◆ What you have to do ◆
Continue the article below about the 2020 VMAs, starting right after its final sentence.

Right from the start, it demanded attention: The Weeknd awoke with a bloodied nose pressed against the roof of a skyscraper last night (August 30), outlined in neon for his Video Music Awards performance of “Blinding Lights.” A helicopter creeped nearby, capturing his suave twists and turns for TV, and as the final, synthed-up chorus burst, dozens of perfectly-timed fireworks erupted behind him.
It was the most interesting thing to happen during the VMAs in years — and it all occurred only three minutes into 2020’s edition.
For everything that the COVID-19 pandemic has robbed the music industry of this year — lucrative tours, lively club shows, thousands of jobs, and millions in revenue — the least it could give back is one night of big budget entertainment. For the first time since March, that’s what fans finally received in the form of the first major “live” awards show in months, as the VMAs rekindled a spark of cutting-edge pop culture (for one night, anyways).
At its core, popular media should be at least two things: Unexpected and innovative. Facing public health regulations and an otherwise shuttered music industry, the VMAs were forced to embrace both traits last night after years of complacency in its usual format.
Performances for the annual awards show had become visibly formulaic: Grab the mic, spit out the song, and exit stage left in time to usher in a (painfully long) commercial break. People stopped watching because that kind of lame calculation, and MTV’s dropping numbers in viewership reflected that for the past three years. 2018 brought in only 2.25 million viewers, and 2019 saw even fewer folks at 1.93 million viewers, even with star power donated from Taylor Swift, Lizzo, and the viral tenacity of Lil Nas X. Only a handful of performances from the last decade or so remain rewind-worthy, or even reflective of music in their respective years.
Thankfully, 2020 tore that very formula to useless shreds. Socially distanced and armed with their own elaborate stage setups and dizzying green screen effects, almost every VMA performer ascended to a new level of glossy, replayable glitz in 2020. At the very least, no one will be able to deny that last night’s event will present itself as time capsule of 2020’s ample struggles and dogged presentational brilliance.
Miley Cyrus dialed in dramatic disco fever for her new single “Midnight Sky,” awash in bold shades of red and blue. Lady Gaga ripped open a portal to her album Chromatica, slipped down a pole in an on-set two-story apartment building, and gave fans a whopping nine minute medley of her newfound strain of intergalactic pop. Maluma and CNCO performed to a literal drive-in show of fans, reflecting the realities of modern live music.

◆ Extracted data ◆
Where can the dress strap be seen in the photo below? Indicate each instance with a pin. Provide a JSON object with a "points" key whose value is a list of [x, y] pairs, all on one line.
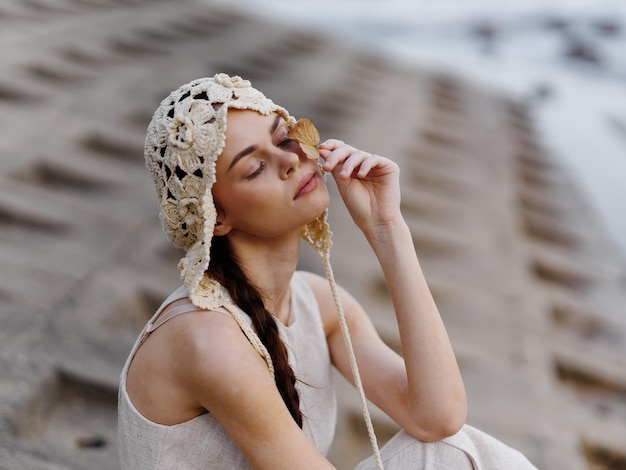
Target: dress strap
{"points": [[169, 313]]}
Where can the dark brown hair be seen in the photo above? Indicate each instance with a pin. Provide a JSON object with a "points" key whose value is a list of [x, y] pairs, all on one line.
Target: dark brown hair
{"points": [[226, 271]]}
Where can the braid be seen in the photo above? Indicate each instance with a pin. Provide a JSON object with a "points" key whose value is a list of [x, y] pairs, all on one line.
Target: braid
{"points": [[227, 272]]}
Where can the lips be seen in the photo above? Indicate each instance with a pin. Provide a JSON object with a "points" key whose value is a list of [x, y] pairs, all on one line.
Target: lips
{"points": [[306, 185]]}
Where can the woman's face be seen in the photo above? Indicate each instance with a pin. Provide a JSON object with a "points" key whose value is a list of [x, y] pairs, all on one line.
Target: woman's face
{"points": [[265, 185]]}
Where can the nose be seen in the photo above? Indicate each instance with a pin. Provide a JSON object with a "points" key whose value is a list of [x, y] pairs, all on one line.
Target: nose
{"points": [[288, 162]]}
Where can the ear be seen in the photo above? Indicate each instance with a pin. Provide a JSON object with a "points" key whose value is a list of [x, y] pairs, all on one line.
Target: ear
{"points": [[221, 229]]}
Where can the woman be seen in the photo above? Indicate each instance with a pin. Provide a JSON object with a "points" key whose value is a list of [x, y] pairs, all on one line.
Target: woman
{"points": [[234, 370]]}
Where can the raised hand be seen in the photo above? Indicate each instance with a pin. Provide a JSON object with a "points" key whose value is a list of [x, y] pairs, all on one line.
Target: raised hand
{"points": [[368, 184]]}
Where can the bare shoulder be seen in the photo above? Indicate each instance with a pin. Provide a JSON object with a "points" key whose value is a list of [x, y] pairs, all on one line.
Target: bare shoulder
{"points": [[321, 289], [213, 351]]}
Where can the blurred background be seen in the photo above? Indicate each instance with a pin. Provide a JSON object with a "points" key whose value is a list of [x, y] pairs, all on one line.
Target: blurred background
{"points": [[508, 120], [568, 57]]}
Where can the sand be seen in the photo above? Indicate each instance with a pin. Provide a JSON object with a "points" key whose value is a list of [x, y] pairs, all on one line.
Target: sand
{"points": [[531, 291]]}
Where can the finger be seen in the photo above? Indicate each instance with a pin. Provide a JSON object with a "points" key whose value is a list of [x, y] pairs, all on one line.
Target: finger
{"points": [[357, 164], [331, 144], [338, 155]]}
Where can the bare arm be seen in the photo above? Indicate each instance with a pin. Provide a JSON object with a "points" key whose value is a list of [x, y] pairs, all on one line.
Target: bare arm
{"points": [[230, 380], [425, 393]]}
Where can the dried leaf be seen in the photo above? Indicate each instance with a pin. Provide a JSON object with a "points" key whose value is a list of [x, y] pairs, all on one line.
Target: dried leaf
{"points": [[305, 133]]}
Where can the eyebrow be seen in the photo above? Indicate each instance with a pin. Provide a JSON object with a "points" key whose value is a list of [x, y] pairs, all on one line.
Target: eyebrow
{"points": [[248, 150]]}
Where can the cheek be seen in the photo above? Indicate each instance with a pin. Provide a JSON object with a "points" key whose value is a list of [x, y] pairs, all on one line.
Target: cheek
{"points": [[236, 201]]}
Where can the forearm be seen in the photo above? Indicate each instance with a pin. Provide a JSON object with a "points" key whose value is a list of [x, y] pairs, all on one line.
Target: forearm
{"points": [[434, 387]]}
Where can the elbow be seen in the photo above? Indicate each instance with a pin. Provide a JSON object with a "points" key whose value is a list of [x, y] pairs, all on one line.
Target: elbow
{"points": [[439, 425]]}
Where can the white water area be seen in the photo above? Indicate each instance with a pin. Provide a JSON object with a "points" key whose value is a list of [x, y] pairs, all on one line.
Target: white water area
{"points": [[567, 56]]}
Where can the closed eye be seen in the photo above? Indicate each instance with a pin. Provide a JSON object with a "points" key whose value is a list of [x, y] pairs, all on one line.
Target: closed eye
{"points": [[257, 172]]}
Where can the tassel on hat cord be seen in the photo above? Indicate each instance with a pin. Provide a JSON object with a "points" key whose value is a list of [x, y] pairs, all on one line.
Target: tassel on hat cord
{"points": [[353, 364]]}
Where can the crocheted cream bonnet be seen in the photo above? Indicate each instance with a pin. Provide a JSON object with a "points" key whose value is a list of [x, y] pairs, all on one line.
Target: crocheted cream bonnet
{"points": [[184, 139]]}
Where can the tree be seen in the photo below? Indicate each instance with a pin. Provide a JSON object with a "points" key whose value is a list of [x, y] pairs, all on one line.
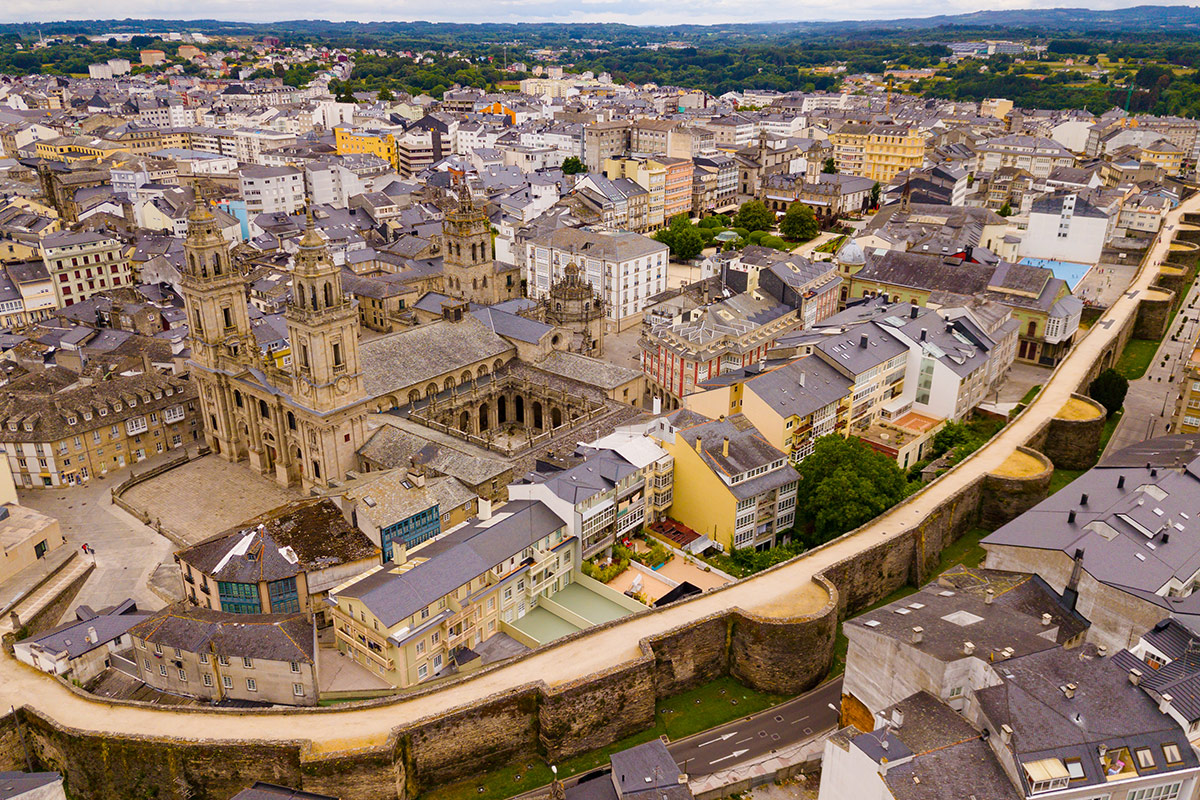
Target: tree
{"points": [[845, 483], [1109, 390], [754, 215], [799, 223]]}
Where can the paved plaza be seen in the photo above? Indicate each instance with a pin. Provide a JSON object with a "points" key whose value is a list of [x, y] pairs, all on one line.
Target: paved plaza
{"points": [[205, 497]]}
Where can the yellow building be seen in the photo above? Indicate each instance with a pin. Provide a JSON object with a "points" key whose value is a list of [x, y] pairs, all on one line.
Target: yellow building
{"points": [[377, 144], [730, 483], [791, 405], [651, 175]]}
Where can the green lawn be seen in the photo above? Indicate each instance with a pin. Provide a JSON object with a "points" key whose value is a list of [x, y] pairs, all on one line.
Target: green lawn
{"points": [[1135, 358], [707, 707]]}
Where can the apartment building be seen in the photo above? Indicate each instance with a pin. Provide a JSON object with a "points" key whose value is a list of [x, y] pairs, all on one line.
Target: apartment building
{"points": [[413, 619], [625, 268], [271, 190], [376, 143], [280, 563], [730, 483], [208, 655], [60, 431], [84, 263]]}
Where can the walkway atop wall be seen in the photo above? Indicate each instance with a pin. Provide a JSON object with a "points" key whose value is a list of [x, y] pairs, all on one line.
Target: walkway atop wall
{"points": [[784, 591]]}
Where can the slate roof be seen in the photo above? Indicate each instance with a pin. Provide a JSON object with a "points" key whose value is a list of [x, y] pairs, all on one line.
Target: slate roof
{"points": [[294, 539], [273, 637]]}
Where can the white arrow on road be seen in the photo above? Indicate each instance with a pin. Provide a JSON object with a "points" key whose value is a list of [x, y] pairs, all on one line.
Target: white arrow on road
{"points": [[721, 738], [733, 755]]}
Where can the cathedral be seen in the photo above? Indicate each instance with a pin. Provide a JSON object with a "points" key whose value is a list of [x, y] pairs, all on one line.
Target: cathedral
{"points": [[301, 426]]}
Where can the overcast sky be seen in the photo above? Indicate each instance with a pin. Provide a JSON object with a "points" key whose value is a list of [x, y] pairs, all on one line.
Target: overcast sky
{"points": [[643, 12]]}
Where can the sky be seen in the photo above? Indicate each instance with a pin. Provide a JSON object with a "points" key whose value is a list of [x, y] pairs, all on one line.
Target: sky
{"points": [[635, 12]]}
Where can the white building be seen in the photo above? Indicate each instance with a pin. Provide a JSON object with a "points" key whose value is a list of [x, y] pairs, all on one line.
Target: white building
{"points": [[1065, 227], [271, 190], [627, 268]]}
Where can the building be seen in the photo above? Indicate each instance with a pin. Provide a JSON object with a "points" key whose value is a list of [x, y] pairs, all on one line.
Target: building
{"points": [[1117, 539], [402, 507], [280, 563], [84, 263], [730, 483], [222, 659], [271, 190], [1065, 227], [625, 268], [25, 535], [83, 648], [59, 431], [411, 621]]}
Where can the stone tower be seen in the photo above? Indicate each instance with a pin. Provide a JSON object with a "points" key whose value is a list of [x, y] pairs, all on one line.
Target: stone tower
{"points": [[573, 304], [219, 325], [323, 329], [468, 269]]}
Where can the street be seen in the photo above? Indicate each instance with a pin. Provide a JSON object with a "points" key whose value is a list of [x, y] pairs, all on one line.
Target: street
{"points": [[760, 734]]}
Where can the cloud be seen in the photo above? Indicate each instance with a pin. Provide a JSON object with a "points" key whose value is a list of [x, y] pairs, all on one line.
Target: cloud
{"points": [[636, 12]]}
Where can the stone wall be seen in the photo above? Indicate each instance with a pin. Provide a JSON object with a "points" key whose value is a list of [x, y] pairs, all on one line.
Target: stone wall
{"points": [[784, 656], [1075, 444], [1006, 498]]}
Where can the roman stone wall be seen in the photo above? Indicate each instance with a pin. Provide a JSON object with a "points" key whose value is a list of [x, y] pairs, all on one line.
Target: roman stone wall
{"points": [[1006, 498]]}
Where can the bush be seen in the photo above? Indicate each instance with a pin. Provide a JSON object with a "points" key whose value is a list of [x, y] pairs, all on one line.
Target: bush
{"points": [[1109, 390]]}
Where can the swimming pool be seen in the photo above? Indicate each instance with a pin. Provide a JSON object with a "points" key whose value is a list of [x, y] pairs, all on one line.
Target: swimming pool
{"points": [[1068, 271]]}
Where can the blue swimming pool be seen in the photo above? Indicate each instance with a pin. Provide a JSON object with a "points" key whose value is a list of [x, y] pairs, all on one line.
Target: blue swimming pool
{"points": [[1068, 271]]}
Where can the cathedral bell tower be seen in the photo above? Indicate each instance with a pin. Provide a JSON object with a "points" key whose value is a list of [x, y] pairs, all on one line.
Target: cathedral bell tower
{"points": [[467, 262], [323, 329], [215, 298]]}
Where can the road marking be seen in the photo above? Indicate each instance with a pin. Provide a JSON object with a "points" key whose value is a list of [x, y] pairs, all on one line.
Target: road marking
{"points": [[733, 755], [721, 738]]}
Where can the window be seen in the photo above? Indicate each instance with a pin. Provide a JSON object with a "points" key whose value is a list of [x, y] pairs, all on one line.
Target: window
{"points": [[1161, 792]]}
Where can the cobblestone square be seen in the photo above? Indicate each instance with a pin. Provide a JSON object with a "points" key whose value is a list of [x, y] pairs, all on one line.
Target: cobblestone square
{"points": [[205, 497]]}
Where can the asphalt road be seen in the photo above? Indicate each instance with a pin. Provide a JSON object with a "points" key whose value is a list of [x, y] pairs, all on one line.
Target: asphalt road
{"points": [[759, 734]]}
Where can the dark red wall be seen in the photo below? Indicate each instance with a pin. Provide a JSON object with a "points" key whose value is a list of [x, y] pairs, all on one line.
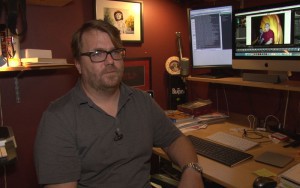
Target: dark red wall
{"points": [[52, 27]]}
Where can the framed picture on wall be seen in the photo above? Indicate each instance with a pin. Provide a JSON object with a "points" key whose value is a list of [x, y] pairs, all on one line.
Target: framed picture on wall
{"points": [[137, 72], [127, 16]]}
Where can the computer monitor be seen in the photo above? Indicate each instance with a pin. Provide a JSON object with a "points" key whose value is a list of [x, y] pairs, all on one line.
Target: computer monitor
{"points": [[211, 38], [267, 39]]}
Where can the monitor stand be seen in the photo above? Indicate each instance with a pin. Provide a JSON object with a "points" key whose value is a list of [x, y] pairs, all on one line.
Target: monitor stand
{"points": [[270, 77], [217, 73]]}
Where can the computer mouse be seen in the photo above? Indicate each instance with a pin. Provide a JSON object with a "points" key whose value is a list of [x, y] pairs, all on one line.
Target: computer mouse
{"points": [[264, 182]]}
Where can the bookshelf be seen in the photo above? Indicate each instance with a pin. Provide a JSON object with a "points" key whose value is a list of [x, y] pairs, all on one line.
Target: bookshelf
{"points": [[287, 86]]}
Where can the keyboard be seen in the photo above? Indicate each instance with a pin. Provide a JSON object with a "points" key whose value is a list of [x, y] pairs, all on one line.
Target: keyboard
{"points": [[232, 141], [219, 153]]}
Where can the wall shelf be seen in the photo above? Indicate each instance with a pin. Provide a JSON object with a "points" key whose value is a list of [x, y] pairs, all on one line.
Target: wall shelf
{"points": [[288, 85], [57, 3], [22, 69], [40, 67]]}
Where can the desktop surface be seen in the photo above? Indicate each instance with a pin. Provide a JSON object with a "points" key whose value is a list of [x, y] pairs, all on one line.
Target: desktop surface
{"points": [[241, 175]]}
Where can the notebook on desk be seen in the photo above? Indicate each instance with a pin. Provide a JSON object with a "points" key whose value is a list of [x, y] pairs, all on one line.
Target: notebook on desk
{"points": [[274, 159]]}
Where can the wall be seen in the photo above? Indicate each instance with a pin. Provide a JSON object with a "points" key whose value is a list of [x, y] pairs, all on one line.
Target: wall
{"points": [[52, 27]]}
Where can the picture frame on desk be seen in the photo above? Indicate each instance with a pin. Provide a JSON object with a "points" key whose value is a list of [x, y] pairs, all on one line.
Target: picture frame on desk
{"points": [[127, 16], [137, 72]]}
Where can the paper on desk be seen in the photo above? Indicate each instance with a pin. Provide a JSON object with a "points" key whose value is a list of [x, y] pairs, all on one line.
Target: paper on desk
{"points": [[264, 172], [192, 128]]}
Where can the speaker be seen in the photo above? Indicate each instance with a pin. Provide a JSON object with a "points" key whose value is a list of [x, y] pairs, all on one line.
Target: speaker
{"points": [[176, 91], [184, 66]]}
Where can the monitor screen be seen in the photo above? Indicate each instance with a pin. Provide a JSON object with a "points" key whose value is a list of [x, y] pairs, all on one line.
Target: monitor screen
{"points": [[267, 37], [211, 36]]}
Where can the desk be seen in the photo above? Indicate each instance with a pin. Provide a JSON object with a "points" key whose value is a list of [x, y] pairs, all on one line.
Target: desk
{"points": [[242, 174]]}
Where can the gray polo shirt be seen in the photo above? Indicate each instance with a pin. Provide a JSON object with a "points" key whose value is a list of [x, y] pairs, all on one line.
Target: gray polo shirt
{"points": [[76, 140]]}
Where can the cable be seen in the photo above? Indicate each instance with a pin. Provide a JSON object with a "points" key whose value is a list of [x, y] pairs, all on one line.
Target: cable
{"points": [[1, 116], [226, 100], [1, 113], [271, 116], [285, 110], [252, 124]]}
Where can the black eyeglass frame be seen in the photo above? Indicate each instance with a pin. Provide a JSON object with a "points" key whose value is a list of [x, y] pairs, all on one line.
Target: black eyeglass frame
{"points": [[89, 54]]}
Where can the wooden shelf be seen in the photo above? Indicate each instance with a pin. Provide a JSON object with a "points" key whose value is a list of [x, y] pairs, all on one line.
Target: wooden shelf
{"points": [[22, 68], [57, 3], [288, 85]]}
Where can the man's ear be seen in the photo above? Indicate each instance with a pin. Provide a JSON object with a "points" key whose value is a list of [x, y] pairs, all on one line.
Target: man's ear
{"points": [[78, 66]]}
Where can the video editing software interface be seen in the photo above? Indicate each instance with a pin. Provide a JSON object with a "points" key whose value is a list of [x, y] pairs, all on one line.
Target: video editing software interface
{"points": [[268, 33], [211, 36]]}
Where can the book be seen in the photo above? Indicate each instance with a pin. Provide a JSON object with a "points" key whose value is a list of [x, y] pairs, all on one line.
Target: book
{"points": [[291, 176], [33, 60], [178, 116], [212, 117], [196, 107]]}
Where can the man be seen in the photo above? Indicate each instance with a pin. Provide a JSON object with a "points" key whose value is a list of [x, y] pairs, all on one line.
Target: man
{"points": [[268, 35], [101, 133]]}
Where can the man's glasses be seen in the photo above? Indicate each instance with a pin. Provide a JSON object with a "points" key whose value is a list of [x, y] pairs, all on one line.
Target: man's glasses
{"points": [[98, 56]]}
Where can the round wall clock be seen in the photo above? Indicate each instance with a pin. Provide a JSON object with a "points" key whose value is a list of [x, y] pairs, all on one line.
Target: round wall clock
{"points": [[172, 65]]}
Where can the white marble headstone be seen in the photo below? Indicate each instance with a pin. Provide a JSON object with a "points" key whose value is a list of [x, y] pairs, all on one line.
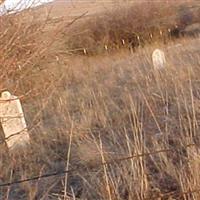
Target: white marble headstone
{"points": [[13, 121], [158, 58]]}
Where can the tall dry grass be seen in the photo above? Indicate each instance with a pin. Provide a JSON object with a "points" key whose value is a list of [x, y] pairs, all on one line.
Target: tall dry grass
{"points": [[130, 25], [92, 110]]}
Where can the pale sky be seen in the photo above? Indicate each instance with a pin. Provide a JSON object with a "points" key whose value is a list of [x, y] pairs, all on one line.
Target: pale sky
{"points": [[21, 4]]}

◆ Task output ◆
Doja Cat offered up perhaps the most eye-popping visual of the lot, placed on an asteroid by the magic of hypnotic green screens, and posing in sexy outer-space couture while singing snippets of “Say So” and “Like That.” You can’t pull that off as an immersive experience in a crowded music hall.
Theatrics remained the evening’s focal point, and viewers repeatedly made similar comments online: “each performance is like its own music video!” Which, to be frank, should be the case every year, considering the award show’s narrow subject matter.
Only BTS failed to bring any technical intrigue, but perhaps when you’re the biggest K-Pop group in the world, you don’t require extra of anything to sell your songs.
Keke Palmer hosted the awards to a CGI crowd, which was admittedly more eerie than it was effective (and part of that awkwardness could have been remedied simply if whoever wrote her script wasn’t such an utter cornball). But if nothing else it was interesting, goddamnit, and VMAs hadn’t earned that adjective since Kanye West ruined Taylor Swift’s “You Belong With Me” win, or since Beyoncé announced her pregnancy with Blue Ivy during a rendition of “Love on Top.”
While the live viewership numbers for the awards aren’t available yet, last evening’s performance videos on social media are already accumulating millions of hits a mere 12 hours after the show. Lady Gaga’s Ariana Grande-assisted Chromatica medley, for instance, has already netted 10 million views across platforms like YouTube and Twitter, and the top three trending videos on YouTube are all performances from Sunday evening.
It’s not clear if only one year of reinvention can rebuild and resurrect the VMAs’ sinking ship of an awards show. But if nothing else, it will remind viewers what the hell MTV was made for in the first place.